[QUOTED TEXT]
OK but at least need to check that it does not hurt things.
> > in last case:
> > find some other way to measure host CPU utilization,
> > try multiqueue and single queue devices
> > 6. Use above to figure out what is a sane default for numtxqs
>
> A. Summary for default I/O (16K):
> #txqs=2 (#vhost=3): BW: (37.6) CPU: (69.2) RCPU: (40.8)
> #txqs=4 (#vhost=5): BW: (36.9) CPU: (60.9) RCPU: (25.2)
> #txqs=8 (#vhost=5): BW: (41.8) CPU: (50.0) RCPU: (15.2)
> #txqs=16 (#vhost=5): BW: (40.4) CPU: (49.9) RCPU: (10.0)
>
> B. Summary for 512 byte I/O:
> #txqs=2 (#vhost=3): BW: (31.6) CPU: (35.7) RCPU: (28.6)
> #txqs=4 (#vhost=5): BW: (5.7) CPU: (27.2) RCPU: (22.7)
> #txqs=8 (#vhost=5): BW: (-.6) CPU: (25.1) RCPU: (22.5)
> #txqs=16 (#vhost=5): BW: (-6.6) CPU: (24.7) RCPU: (21.7)
>
> Summary:
>
> 1. Average BW increase for regular I/O is best for #txq=16 with the
> least CPU utilization increase.

[OBJECTIVES]
**A.** In the multiqueue benchmark thread, how many vhost threads are listed for #txqs=2?
**B.** Translate this sentence from the multiqueue benchmark thread into Spanish: "Average BW increase for regular I/O is best for #txq=16 with the least CPU utilization increase."
**C.** Resume the multiqueue benchmark thread after its last line, adding a few more lines in the same style.

[ROWS]
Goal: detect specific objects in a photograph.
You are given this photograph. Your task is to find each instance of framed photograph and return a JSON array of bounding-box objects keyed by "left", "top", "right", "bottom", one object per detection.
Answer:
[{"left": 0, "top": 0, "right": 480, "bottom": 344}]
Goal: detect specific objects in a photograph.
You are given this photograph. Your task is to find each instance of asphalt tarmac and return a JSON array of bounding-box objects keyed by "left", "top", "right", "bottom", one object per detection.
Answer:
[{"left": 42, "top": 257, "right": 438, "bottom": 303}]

...

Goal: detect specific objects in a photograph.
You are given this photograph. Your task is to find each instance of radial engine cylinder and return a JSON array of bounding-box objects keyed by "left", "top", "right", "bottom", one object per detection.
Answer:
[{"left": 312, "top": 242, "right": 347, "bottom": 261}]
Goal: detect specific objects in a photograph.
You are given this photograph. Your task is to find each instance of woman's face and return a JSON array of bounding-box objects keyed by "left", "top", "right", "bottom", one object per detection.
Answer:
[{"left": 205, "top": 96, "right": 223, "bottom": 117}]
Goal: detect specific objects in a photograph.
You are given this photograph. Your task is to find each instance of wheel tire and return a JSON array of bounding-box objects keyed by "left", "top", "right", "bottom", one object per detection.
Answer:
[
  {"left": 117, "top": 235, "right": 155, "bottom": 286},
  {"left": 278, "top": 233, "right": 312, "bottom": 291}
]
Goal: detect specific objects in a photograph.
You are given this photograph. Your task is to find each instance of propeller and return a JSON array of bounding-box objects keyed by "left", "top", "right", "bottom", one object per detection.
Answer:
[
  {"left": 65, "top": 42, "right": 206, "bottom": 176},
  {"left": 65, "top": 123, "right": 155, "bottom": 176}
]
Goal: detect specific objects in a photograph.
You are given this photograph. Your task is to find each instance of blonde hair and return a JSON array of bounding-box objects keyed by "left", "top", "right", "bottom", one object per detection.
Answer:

--

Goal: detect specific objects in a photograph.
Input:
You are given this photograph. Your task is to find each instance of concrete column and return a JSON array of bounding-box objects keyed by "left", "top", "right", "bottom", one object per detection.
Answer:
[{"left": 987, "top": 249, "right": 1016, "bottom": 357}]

[RESULTS]
**A.** 3

**B.** El aumento medio de BW para la E/S normal es mejor con #txq=16, con el menor aumento de utilización de CPU.

**C.**
> 2. The average BW for 512 byte I/O is best for lower #txq=2. For higher
> #txqs, BW increased only after a particular #netperf sessions - in
> my testing that limit was 32 netperf sessions.
> 3. Multiple txq for guest by itself doesn't seem to have any issues.
> Guest CPU% increase is slightly higher than BW improvement. I
> think it is true for all mq drivers since more paths run in parallel
> upto the device instead of sleeping and allowing one thread to send
> all packets via qdisc_restart.
> 4. Having high number of txqs gives better gains and reduces cpu util
> on the guest and the host.
> 5. MQ is intended for server loads. MQ should probably not be explicitly
> specified for client systems.
> 6. No regression with numtxqs=1 (or if mq option is not used) in any
> testing scenario.
Of course txq=1 can be considered a kind of fix, but if we know the
issue is TX/RX flows getting bounced between CPUs, can we fix this?
Workload-specific optimizations can only get us this far.
>
> I will send the v3 patch within a day after some more testing.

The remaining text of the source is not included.